### EXERCISE
Begin with the line containing "Per instance of the blue" and copy every line after it to the end of the entries, exactly, leaving out the lines before it.

### PROVIDED MATERIAL
BEGIN

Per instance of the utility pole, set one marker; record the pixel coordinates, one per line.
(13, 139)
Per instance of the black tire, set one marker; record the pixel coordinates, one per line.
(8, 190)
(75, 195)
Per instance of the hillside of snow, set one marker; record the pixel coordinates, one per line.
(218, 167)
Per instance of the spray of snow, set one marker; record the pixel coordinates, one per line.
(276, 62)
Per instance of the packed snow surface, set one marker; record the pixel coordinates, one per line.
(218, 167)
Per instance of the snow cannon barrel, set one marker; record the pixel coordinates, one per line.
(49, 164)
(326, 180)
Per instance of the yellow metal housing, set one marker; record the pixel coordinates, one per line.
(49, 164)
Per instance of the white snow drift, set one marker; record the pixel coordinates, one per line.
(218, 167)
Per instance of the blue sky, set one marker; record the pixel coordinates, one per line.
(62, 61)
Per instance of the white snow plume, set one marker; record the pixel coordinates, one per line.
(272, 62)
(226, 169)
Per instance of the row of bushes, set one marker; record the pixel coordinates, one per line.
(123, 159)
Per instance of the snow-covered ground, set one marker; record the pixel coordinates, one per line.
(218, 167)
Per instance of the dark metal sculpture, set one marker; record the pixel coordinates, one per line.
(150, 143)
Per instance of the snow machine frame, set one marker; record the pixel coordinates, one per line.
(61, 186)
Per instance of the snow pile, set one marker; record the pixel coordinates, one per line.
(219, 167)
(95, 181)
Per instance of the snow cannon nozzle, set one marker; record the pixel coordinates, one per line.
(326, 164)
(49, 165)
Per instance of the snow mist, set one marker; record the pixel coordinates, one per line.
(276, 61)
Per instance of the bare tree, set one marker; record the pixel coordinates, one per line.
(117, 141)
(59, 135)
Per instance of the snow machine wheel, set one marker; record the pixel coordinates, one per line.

END

### TASK RESPONSE
Per instance of the blue sky, set one marker; record the pixel coordinates, one per line.
(62, 61)
Per instance of the white snow plume, set one marker; record the pixel coordinates, one per line.
(272, 62)
(226, 169)
Per instance of the row of bushes, set one marker; record the pixel coordinates, one per line.
(123, 159)
Per instance of the snow-covered ground, set one marker; record the pixel coordinates, one per line.
(218, 167)
Per instance of the dark metal sculpture, set one marker; record the pixel coordinates, one per line.
(150, 143)
Per instance of the snow machine frame, set one marker; record the pixel coordinates, one per line.
(61, 186)
Per instance of the snow pile, set one marker; record the pixel coordinates, one per line.
(219, 167)
(95, 181)
Per instance of the snow cannon nozzle, set one marker; record the pixel coordinates, one per line.
(326, 164)
(49, 165)
Per instance of the snow mist, set one marker; record the pixel coordinates, one per line.
(276, 61)
Per instance of the bare tree, set one marker; record the pixel coordinates, one per line.
(117, 141)
(59, 135)
Per instance of the snow machine wheel, set one marker; record the pixel coordinates, one per line.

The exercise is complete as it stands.